• [Required task]: Edit the records starting with the line that contains "pressed together in" and continuing through the line that contains "[[349, 705]]", replacing "Drop" with "Place" and leaving everything else unchanged. Omit the pictures from your answer.

• [Exercise inputs]:

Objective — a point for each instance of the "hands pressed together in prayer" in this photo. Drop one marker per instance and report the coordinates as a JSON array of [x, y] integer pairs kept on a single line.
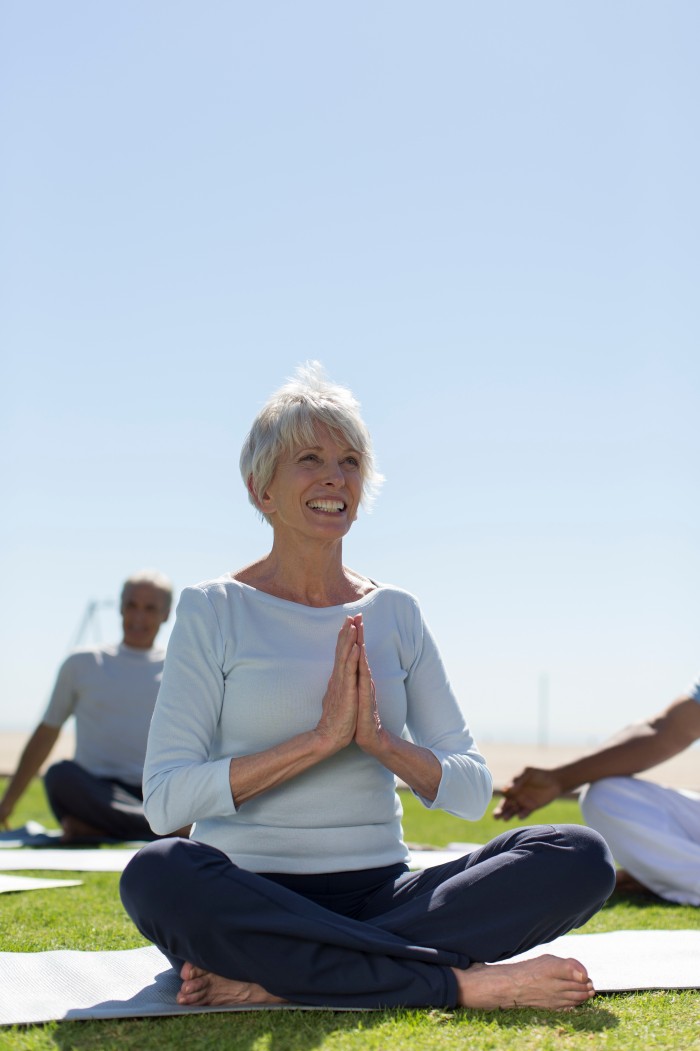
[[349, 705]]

--

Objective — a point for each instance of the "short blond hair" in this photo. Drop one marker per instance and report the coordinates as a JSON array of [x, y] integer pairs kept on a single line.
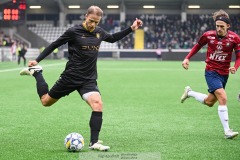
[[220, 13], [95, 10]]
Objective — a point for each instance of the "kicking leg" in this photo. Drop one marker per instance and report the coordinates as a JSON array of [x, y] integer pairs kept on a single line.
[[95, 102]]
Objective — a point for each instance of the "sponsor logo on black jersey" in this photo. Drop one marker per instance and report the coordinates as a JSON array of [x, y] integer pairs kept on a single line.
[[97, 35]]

• [Response to the exercise]:
Objective — a point for each instance of the "hands pressed together in prayer" in this photo. Place one marker per instance and report the coordinates as a JSON array of [x, y] integer pairs kept on a single line.
[[349, 705]]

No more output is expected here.